> **Problem requirements**: Update the items below by replacing "every instance" with "each instance" and leaving everything else unchanged. Omit the pictures from your answer.

───── Material supplied ─────

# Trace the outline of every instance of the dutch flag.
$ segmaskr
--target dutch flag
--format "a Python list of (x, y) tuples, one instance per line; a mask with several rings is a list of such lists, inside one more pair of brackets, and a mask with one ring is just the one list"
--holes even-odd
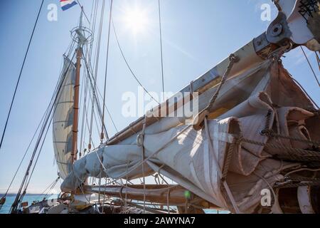
[(67, 10), (77, 4), (75, 0), (60, 0), (61, 9), (63, 11)]

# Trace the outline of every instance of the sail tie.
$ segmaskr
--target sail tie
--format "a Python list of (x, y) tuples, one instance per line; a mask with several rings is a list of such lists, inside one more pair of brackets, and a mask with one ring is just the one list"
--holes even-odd
[[(225, 180), (225, 177), (223, 177), (223, 171), (221, 170), (221, 168), (220, 167), (219, 162), (218, 161), (218, 158), (215, 156), (215, 153), (213, 151), (213, 145), (210, 137), (210, 133), (209, 133), (209, 129), (208, 129), (208, 118), (207, 117), (205, 117), (204, 118), (204, 126), (205, 126), (205, 130), (206, 130), (206, 134), (208, 138), (208, 142), (209, 144), (209, 150), (211, 152), (211, 154), (213, 155), (213, 160), (215, 162), (216, 165), (217, 165), (217, 170), (218, 170), (218, 174), (220, 176), (220, 180), (223, 182), (224, 189), (225, 190), (225, 192), (227, 192), (227, 195), (229, 197), (229, 200), (231, 202), (231, 204), (233, 207), (233, 209), (234, 211), (237, 213), (237, 214), (241, 214), (240, 210), (239, 209), (239, 207), (238, 207), (238, 204), (235, 200), (235, 198), (233, 197), (233, 193), (231, 192), (231, 190), (230, 190), (229, 186), (228, 185), (228, 183)], [(228, 171), (228, 170), (227, 170)], [(226, 172), (225, 171), (225, 174), (226, 174)]]
[(235, 63), (238, 62), (240, 61), (240, 58), (239, 57), (235, 56), (235, 54), (232, 53), (229, 56), (229, 61), (230, 61), (229, 64), (225, 70), (225, 73), (223, 74), (223, 76), (221, 79), (221, 82), (219, 86), (218, 87), (217, 90), (211, 97), (211, 99), (210, 100), (207, 107), (206, 107), (201, 112), (200, 112), (195, 118), (196, 122), (193, 124), (193, 128), (196, 130), (199, 130), (203, 128), (204, 119), (206, 118), (206, 117), (208, 117), (209, 115), (210, 110), (213, 106), (213, 104), (217, 100), (222, 87), (225, 84), (228, 77), (229, 76), (230, 73), (231, 72), (231, 70), (233, 69), (233, 65)]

─────

> **Task answer**:
# Trace the outline of each instance of the dutch flag.
$ segmaskr
--target dutch flag
--format "a Python list of (x, y) tuples, one instance per line; a mask with several rings is a list of such lists, inside one more pair of brackets, and a mask with one ring is just the one list"
--holes even-odd
[(67, 10), (77, 4), (75, 0), (60, 0), (61, 9), (63, 11)]

# Trace the outline of each instance of the sail tie.
$ segmaskr
--target sail tie
--format "a Python list of (x, y) tuples, one instance per line; a mask with several rings is a list of such lists, inside one more pair of brackets, and a mask with one ring is just the one list"
--holes even-odd
[[(225, 180), (225, 177), (223, 177), (223, 171), (221, 170), (221, 168), (220, 167), (219, 162), (218, 161), (218, 158), (215, 156), (215, 153), (213, 151), (213, 145), (210, 137), (210, 133), (209, 133), (209, 129), (208, 129), (208, 118), (207, 117), (205, 117), (204, 118), (204, 126), (205, 126), (205, 130), (206, 130), (206, 134), (208, 138), (208, 142), (209, 144), (209, 150), (211, 152), (211, 154), (213, 155), (213, 160), (215, 162), (216, 165), (217, 165), (217, 170), (218, 170), (218, 174), (220, 176), (220, 180), (223, 182), (224, 189), (225, 190), (225, 192), (227, 192), (227, 195), (229, 197), (229, 200), (231, 202), (231, 204), (233, 207), (233, 209), (234, 211), (237, 213), (237, 214), (241, 214), (240, 210), (239, 209), (239, 207), (238, 207), (238, 204), (235, 200), (235, 198), (233, 197), (233, 193), (231, 192), (231, 190), (230, 190), (229, 186), (228, 185), (228, 183)], [(228, 171), (228, 170), (227, 170)], [(226, 172), (225, 171), (225, 174), (226, 174)]]
[(235, 63), (238, 62), (240, 61), (240, 58), (239, 57), (235, 56), (235, 54), (232, 53), (229, 56), (229, 61), (230, 61), (229, 64), (225, 70), (225, 73), (223, 74), (223, 76), (221, 79), (221, 82), (219, 86), (218, 87), (217, 90), (211, 97), (211, 99), (210, 100), (207, 107), (206, 107), (201, 112), (200, 112), (195, 118), (196, 122), (193, 124), (193, 128), (196, 130), (199, 130), (203, 128), (204, 119), (206, 118), (206, 117), (208, 117), (209, 115), (210, 110), (213, 106), (213, 104), (217, 100), (222, 87), (225, 84), (228, 77), (229, 76), (230, 73), (231, 72), (231, 70), (233, 69), (233, 65)]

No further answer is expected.